• What you need to do:
Continue the text on stylistic variation in (ING) pronunciation below, starting immediately after its final line.

• Text extract:
______
Despite the -ing suffix’s superficial uniformity, there is evidence that nominal and verbal (ING) evolved from discrete sources (Tagliamonte 2004), making the divergent behavior of these grammatical forms less surprising. -ing resulted from the combination of at least two grammatical forms: the present participle, which in Old English was -ende, and the verbal noun, which in Old English was formed with the -ung suffix. In Middle English, through a sequence of reduction processes -end gradually replaced -ende, from which point it evolved to -en and finally to -in. Concurrently, spellings of “ing” or “ynge” began to replace the Old English -ung spelling. An explosion of variation in usage of (ING), connected to social evaluation, occurred once -ing and -in became commonly understood as variants of the same (ING) suffix. Our study probes one of the factors that emerged to condition variation within (ING), style. We seek to determine if the rate of (ING) usage is sensitive to style, and test the hypothesis that (ING) usage is indeed sensitive to variation across stylistic contexts.
Data
Data come from a roughly age/gender-balanced sample of 40 speakers from the Philadelphia Neighborhood Corpus (Labov & Rosenfelder 2011). Every instance of (ING) was coded for pronunciation using a binary system of classification consisting of “0s” or “1s”, with the “0” code corresponding to the nonstandard apical [ɪn] variant, and the “1” code corresponding to the standard velar [ɪŋ] variant. Each instance of (ING) was also coded for grammatical class: nominal (including monomorphemes and nominal gerunds; n = 527), verbal (participles and progressives; n = 391) or quantifier (something/nothing; n = 126). The preceding segments (velar-nasal, coronal-nasal, coronal-obstruent, or other) and following segments (velar, pause, or other) were accounted for, and were coded based on their place and manner of articulation.
We follow the model for grammatical coding of (ING) developed by Tamminga (2014:44-49). Monomorphemic (ING) refers to roots, or items that are stored as whole objects in the lexicon.
Monomorphemic (ING): (1) Good morning! (2) Watch out for the low ceiling.
Nominal gerunds refer to words that can be split into a nominal or adjectival root and an -ing suffix, but whose meanings derive from both parts of the word.
Nominal gerunds: (1) What a magnificent apartment building! (2) The fashionista wears stylish clothing.
Participles, like progressives, are words partially composed of a verbal head. Unlike progressives, however, participles can be substituted with nouns.
Participles: (1) She does computer coding (akin to “She does computer work”).
Progressives: (1) The winner was jumping for joy.
Finally, something/nothing quantifiers are notable because they can be articulated in more reduced ways, with glottal stops and syllabic nasals, in addition to being realized with (ING)’s common apical and velar variants. Although we acknowledge the existence of these reduced articulations, we have excluded them from our data in order to focus on variation across (ING)’s apical and velar forms.
Stylistic variation across (ING)’s grammatical categories
## slightly confused about index values on graph? still working on it
# Working in dplyr
library(dplyr)
# Working in ggplot (graphing)
library(ggplot2)
______
• Stored rows:
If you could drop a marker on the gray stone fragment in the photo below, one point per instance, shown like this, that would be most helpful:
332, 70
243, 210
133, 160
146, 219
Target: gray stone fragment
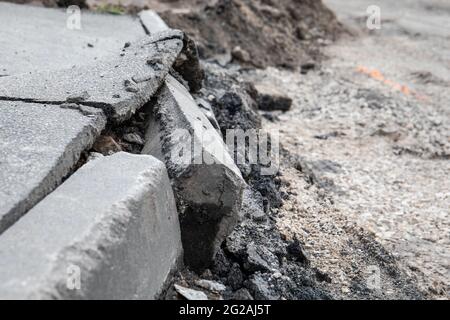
212, 286
242, 294
39, 145
152, 22
259, 259
34, 38
113, 223
190, 294
207, 110
270, 99
207, 183
108, 84
261, 288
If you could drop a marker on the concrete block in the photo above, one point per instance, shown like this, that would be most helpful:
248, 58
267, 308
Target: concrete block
39, 145
207, 183
108, 232
119, 84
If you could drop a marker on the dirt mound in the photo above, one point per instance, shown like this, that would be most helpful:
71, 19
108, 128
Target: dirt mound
257, 32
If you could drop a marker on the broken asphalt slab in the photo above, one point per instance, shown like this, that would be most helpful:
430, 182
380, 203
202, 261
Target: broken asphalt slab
34, 38
119, 85
39, 145
110, 231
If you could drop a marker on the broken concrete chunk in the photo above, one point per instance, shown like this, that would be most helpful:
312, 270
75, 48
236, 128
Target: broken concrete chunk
212, 286
106, 145
34, 38
118, 84
270, 99
207, 183
39, 145
188, 65
207, 110
108, 232
242, 294
190, 294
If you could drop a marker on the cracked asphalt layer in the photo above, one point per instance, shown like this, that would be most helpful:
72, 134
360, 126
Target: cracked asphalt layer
368, 139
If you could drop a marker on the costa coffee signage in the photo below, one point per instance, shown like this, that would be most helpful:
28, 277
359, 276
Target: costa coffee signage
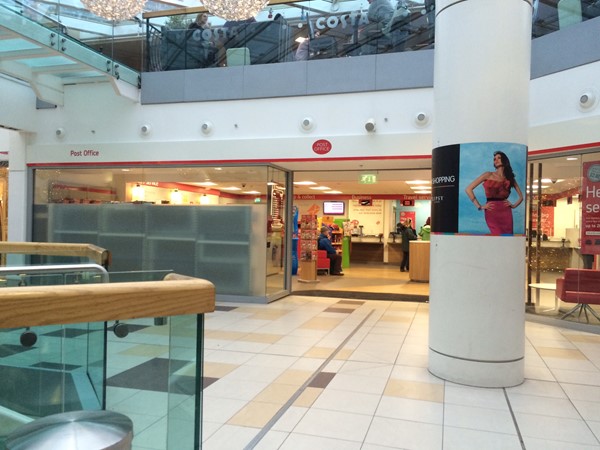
322, 147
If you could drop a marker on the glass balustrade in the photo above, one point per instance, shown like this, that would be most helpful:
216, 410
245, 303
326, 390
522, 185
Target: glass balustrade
144, 368
164, 37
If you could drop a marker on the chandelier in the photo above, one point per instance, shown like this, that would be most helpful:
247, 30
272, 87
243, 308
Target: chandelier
115, 10
235, 9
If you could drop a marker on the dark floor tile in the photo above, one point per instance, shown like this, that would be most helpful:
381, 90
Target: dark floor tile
10, 349
68, 332
364, 295
322, 380
207, 381
224, 308
153, 375
342, 310
351, 302
56, 366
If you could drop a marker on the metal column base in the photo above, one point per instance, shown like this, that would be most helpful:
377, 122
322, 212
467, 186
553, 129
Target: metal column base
582, 308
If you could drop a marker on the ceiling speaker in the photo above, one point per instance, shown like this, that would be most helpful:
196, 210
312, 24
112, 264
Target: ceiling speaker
206, 127
421, 119
307, 123
370, 125
588, 99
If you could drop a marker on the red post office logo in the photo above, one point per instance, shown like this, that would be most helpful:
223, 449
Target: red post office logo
322, 147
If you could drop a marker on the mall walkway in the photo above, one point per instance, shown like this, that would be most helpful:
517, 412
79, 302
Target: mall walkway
314, 373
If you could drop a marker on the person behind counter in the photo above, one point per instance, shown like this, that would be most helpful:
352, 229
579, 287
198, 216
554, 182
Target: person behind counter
425, 231
408, 234
335, 260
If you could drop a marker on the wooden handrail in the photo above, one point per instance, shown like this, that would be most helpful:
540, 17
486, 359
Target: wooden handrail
30, 306
94, 253
198, 9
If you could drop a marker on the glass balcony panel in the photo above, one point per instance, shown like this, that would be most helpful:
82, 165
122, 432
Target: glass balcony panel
150, 373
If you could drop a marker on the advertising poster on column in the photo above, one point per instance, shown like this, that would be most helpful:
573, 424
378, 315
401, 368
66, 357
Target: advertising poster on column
444, 189
590, 205
476, 189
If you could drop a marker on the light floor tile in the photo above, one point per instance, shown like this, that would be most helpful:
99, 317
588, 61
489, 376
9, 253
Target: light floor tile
466, 439
404, 434
544, 406
276, 393
334, 424
555, 429
218, 370
483, 419
539, 387
296, 441
230, 437
477, 397
319, 352
294, 377
547, 444
416, 390
149, 351
272, 440
290, 418
352, 402
255, 414
308, 397
590, 411
220, 410
411, 410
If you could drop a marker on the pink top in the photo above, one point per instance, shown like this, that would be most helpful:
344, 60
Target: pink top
496, 190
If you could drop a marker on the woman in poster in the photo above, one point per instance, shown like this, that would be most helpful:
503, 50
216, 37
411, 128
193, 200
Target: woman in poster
497, 186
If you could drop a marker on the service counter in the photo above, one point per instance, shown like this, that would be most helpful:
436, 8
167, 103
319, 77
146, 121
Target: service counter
______
• Exercise result:
# Acessing data file
ing.lsa2 <- read.csv("ing.lsa2.csv")
# Turning ing.lsa2 into dplyr dataframe
ing.lsa2 <- tbl_df(ing.lsa2)
# Naming the dataframe
ing.lsa2 <- ing.lsa2 %>%
# Creating data in long format
group_by(Bin_style, newgram2) %>%
# Summarize; add the ret rate and N column
summarise(index=mean(code),N=n())
# Making graph of grammatically differentiated (ing) rate across stylistic category
ggplot(ing.lsa2, aes(newgram2,index)) +
geom_bar(stat = "identity", aes(fill=Bin_style), position = "dodge") +
ggtitle("Style-shifting in (ING) across grammatical class") +
labs(x = "Grammatical Class", y = "Rate of velar (ING)",
title = "Style-shifting in (ING) across grammatical class",
fill = "Style")
Analysis
We adopt Labov (2001b)’s Style Decision Tree for classifying speech in the sociolinguistic interview into 1 of 8 contextual styles, further grouped into “Careful” or “Casual” for analysis. We expect that more [ɪŋ] than [ɪn] will appear in Careful speech, as [ɪŋ] is the standard variant of (ING) and has indexical meanings including formality, effortfulness, articulateness and education (Campbell-Kibler 2007). Conversely, we expect that the nonstandard variant [ɪn], which has been found to index inarticulateness/unpretentiousness, relaxation, and uneducation (Campbell-Kibler 2007), will appear with a higher frequency than [ɪŋ] in Casual speech.
The Style Decision Tree
The mean (ing) rate for each stylistic category was used to evaluate the relative frequency between (ING) variants used in each category. Since the “0” code corresponds to the nonstandard apical [ɪn] variant and the “1” code to the standard velar [ɪŋ] variant, a mean (ING) rate closer to “1” indicates the standard variant was used more often. Conversely, a mean (ING) rate closer to “0” indicates increased usage of the nonstandard variant.
Mean (ing) rate by stylistic category
This table shows the mean (ing) rates per style category. A mean (ing) rate closer to 0 indicates greater usage of the nonstandard variant, whereas a mean (ing) rate closer to 1 indicates greater usage of the standard variant. The table must be interpreted carefully, however, because all of (ING)’s grammatical categories are lumped into the discrete style categories of the Style Decision Tree. These aggregate mean (ing) rates therefore may not accurately reflect stylistic differentiation that occurred within grammatical subsets of (ING). This is shown by the fact that the mean (ing) rates do not cluster into the “Casual” and “Careful” grammatical categories. Strikingly, the “Kids” and “Tangent” categories, both “Casual” according to the Style Decision Tree, have the highest mean (ing) rates, whereas the “Careful” “Language” and “Soapbox” categories both have lower mean (ing) rates.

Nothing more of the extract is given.